§ **Input for this task**:
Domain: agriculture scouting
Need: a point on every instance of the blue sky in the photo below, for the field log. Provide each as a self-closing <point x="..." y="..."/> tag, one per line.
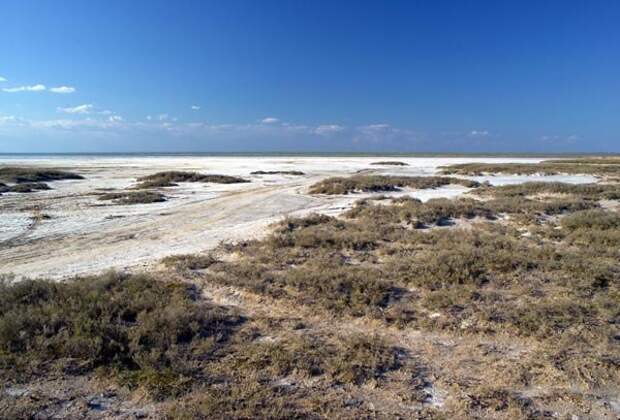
<point x="380" y="76"/>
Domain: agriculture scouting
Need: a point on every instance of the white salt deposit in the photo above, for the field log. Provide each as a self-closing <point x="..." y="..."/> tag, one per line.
<point x="84" y="235"/>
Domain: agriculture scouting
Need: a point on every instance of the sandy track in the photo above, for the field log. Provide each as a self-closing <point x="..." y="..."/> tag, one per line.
<point x="83" y="235"/>
<point x="191" y="227"/>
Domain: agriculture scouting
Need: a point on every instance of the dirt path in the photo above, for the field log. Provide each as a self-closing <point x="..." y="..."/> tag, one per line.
<point x="137" y="240"/>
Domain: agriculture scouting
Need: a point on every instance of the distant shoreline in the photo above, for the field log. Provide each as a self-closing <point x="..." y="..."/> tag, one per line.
<point x="306" y="154"/>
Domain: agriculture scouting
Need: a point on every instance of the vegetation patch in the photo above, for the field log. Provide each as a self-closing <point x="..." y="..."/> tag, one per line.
<point x="390" y="163"/>
<point x="551" y="167"/>
<point x="172" y="178"/>
<point x="19" y="175"/>
<point x="26" y="187"/>
<point x="142" y="331"/>
<point x="379" y="183"/>
<point x="189" y="261"/>
<point x="133" y="197"/>
<point x="297" y="173"/>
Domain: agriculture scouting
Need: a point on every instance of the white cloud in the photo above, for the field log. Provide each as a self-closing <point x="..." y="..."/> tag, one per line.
<point x="478" y="133"/>
<point x="327" y="129"/>
<point x="62" y="89"/>
<point x="80" y="109"/>
<point x="7" y="118"/>
<point x="33" y="88"/>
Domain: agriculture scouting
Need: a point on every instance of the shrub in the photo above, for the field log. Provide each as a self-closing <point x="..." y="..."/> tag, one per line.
<point x="390" y="163"/>
<point x="130" y="197"/>
<point x="189" y="261"/>
<point x="172" y="178"/>
<point x="297" y="173"/>
<point x="134" y="326"/>
<point x="379" y="183"/>
<point x="21" y="175"/>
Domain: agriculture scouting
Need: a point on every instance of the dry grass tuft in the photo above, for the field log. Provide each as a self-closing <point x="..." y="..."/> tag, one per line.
<point x="172" y="178"/>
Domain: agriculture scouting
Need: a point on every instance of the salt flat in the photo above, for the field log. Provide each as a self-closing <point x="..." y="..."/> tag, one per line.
<point x="84" y="236"/>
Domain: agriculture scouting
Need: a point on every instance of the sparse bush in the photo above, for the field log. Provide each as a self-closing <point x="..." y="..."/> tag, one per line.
<point x="189" y="261"/>
<point x="545" y="168"/>
<point x="132" y="197"/>
<point x="379" y="183"/>
<point x="172" y="178"/>
<point x="390" y="163"/>
<point x="138" y="328"/>
<point x="297" y="173"/>
<point x="28" y="187"/>
<point x="19" y="175"/>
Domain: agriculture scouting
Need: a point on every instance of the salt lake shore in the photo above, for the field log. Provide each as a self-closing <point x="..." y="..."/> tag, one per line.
<point x="309" y="287"/>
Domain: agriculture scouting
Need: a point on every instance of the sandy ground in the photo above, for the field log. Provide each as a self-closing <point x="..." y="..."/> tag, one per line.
<point x="84" y="236"/>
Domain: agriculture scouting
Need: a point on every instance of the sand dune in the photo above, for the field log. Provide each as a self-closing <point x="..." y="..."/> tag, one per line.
<point x="84" y="235"/>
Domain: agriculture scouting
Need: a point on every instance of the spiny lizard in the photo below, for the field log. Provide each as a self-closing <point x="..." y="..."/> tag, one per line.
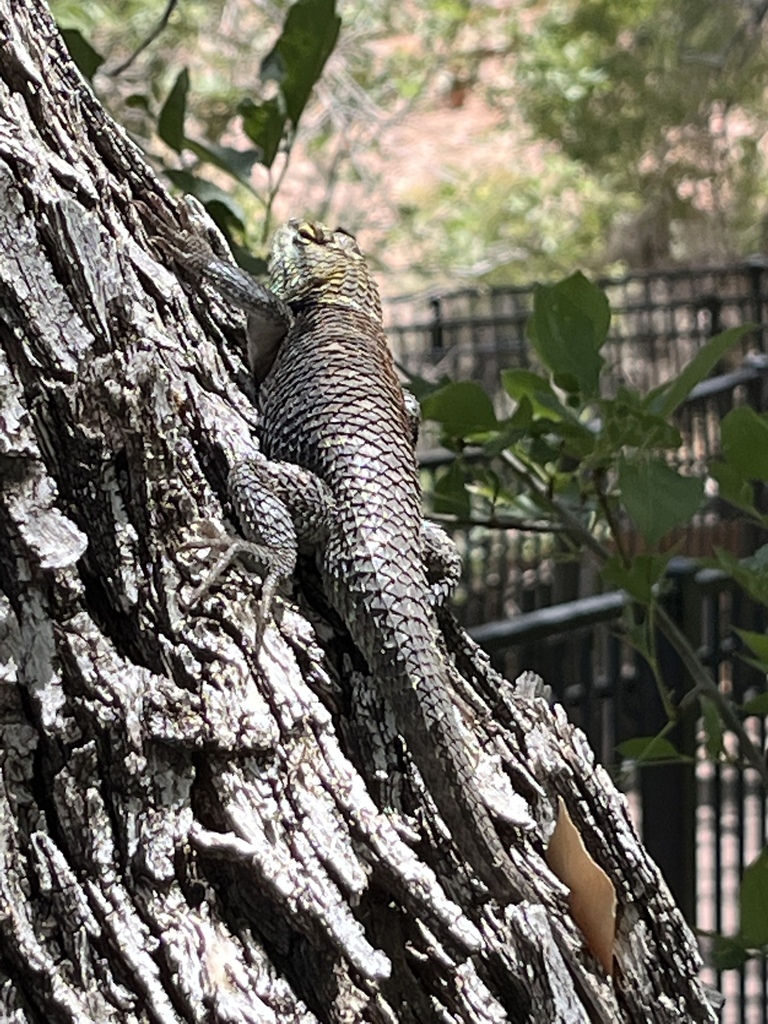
<point x="338" y="476"/>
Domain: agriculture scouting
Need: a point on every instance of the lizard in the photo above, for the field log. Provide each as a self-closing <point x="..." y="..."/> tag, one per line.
<point x="337" y="476"/>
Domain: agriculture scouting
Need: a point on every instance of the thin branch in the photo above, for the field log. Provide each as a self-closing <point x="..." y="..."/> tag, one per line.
<point x="150" y="39"/>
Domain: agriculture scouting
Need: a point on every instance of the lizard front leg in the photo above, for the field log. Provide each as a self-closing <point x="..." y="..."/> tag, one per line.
<point x="282" y="509"/>
<point x="441" y="562"/>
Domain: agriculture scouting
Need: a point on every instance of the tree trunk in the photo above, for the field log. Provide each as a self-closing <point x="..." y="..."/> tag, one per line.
<point x="196" y="826"/>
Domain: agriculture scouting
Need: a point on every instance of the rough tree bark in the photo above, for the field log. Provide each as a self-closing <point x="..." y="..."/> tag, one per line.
<point x="193" y="828"/>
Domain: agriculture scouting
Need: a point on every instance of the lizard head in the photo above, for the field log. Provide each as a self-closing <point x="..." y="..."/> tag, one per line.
<point x="311" y="263"/>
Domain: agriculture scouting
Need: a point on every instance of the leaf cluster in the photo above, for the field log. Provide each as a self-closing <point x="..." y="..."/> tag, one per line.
<point x="590" y="462"/>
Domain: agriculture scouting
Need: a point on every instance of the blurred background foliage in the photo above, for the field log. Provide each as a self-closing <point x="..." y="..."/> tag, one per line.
<point x="494" y="141"/>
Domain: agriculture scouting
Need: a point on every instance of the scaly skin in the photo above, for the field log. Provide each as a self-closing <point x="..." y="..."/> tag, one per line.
<point x="339" y="477"/>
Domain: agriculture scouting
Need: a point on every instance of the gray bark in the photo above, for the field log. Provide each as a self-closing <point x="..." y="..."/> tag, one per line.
<point x="196" y="827"/>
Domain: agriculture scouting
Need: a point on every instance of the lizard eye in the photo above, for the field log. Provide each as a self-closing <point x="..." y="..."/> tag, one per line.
<point x="306" y="232"/>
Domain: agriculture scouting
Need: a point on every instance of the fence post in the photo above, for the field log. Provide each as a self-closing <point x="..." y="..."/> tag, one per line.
<point x="669" y="792"/>
<point x="756" y="266"/>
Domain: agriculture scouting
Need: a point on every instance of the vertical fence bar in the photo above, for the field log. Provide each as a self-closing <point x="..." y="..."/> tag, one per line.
<point x="669" y="791"/>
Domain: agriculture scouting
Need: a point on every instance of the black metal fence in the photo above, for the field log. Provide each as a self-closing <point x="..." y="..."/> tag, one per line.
<point x="704" y="820"/>
<point x="659" y="318"/>
<point x="536" y="606"/>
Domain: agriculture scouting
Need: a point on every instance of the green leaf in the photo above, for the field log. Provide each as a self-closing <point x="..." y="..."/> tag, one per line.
<point x="296" y="62"/>
<point x="713" y="728"/>
<point x="239" y="163"/>
<point x="744" y="436"/>
<point x="650" y="749"/>
<point x="754" y="901"/>
<point x="171" y="120"/>
<point x="450" y="493"/>
<point x="733" y="487"/>
<point x="643" y="573"/>
<point x="87" y="59"/>
<point x="567" y="329"/>
<point x="750" y="573"/>
<point x="656" y="497"/>
<point x="520" y="384"/>
<point x="461" y="409"/>
<point x="758" y="706"/>
<point x="758" y="642"/>
<point x="665" y="399"/>
<point x="728" y="953"/>
<point x="264" y="124"/>
<point x="209" y="195"/>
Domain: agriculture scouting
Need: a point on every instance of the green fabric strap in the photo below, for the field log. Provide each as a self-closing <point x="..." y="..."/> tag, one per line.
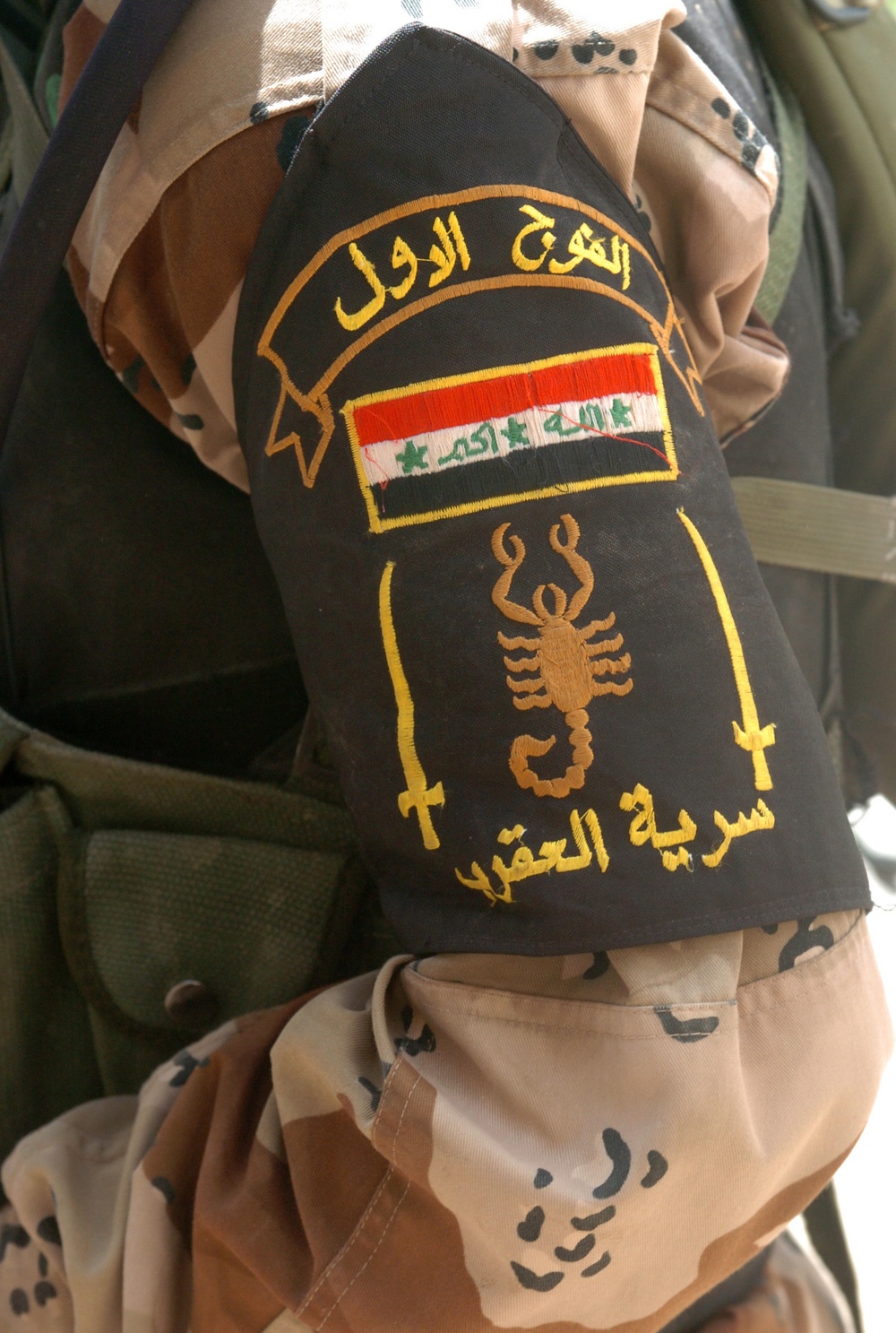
<point x="787" y="230"/>
<point x="28" y="134"/>
<point x="820" y="528"/>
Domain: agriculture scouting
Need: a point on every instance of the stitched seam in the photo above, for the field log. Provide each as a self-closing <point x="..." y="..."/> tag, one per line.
<point x="369" y="1259"/>
<point x="349" y="1245"/>
<point x="352" y="1240"/>
<point x="792" y="909"/>
<point x="797" y="985"/>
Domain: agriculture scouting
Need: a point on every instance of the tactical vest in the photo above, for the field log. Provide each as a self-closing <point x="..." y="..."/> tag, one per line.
<point x="168" y="675"/>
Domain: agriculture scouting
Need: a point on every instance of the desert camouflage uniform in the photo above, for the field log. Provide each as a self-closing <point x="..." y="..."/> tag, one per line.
<point x="463" y="1141"/>
<point x="469" y="1143"/>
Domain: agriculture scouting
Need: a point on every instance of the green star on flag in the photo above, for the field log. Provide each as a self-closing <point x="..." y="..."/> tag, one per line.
<point x="412" y="457"/>
<point x="620" y="412"/>
<point x="515" y="434"/>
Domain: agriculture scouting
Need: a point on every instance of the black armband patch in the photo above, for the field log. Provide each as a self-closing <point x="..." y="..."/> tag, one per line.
<point x="563" y="711"/>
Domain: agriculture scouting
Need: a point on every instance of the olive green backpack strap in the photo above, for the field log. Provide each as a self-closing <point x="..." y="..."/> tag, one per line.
<point x="839" y="59"/>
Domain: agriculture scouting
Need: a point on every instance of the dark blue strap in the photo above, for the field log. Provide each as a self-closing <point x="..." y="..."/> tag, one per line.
<point x="68" y="171"/>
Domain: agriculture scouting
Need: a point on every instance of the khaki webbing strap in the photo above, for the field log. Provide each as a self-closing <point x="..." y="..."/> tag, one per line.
<point x="819" y="528"/>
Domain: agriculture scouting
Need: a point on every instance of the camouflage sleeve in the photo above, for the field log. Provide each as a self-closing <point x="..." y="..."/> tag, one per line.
<point x="159" y="257"/>
<point x="571" y="1143"/>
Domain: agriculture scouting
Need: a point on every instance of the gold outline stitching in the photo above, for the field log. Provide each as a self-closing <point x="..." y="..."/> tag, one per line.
<point x="317" y="402"/>
<point x="379" y="524"/>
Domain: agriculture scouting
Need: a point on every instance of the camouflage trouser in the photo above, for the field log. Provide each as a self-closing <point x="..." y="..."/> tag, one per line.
<point x="470" y="1143"/>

§ **Do this**:
Copy out every line of the rows above that contains the string "below". Case counts, so a line matches only if the capitalization is the same.

§ **Response to this exercise**:
Need: a point on every instance of the blue sky in the photo below, for the field log. Provide each as a self-closing <point x="..." y="..."/> tag, one per line.
Need: a point on every instance of the spiny lizard in the photo below, for the field log. Provide each as a self-closing <point x="..." y="..."/> tag, one per line.
Need: a point on every instance of the green fabric strap in the photo below, for the field log. Provide each as a self-closing <point x="..." y="..."/> tag, one per line.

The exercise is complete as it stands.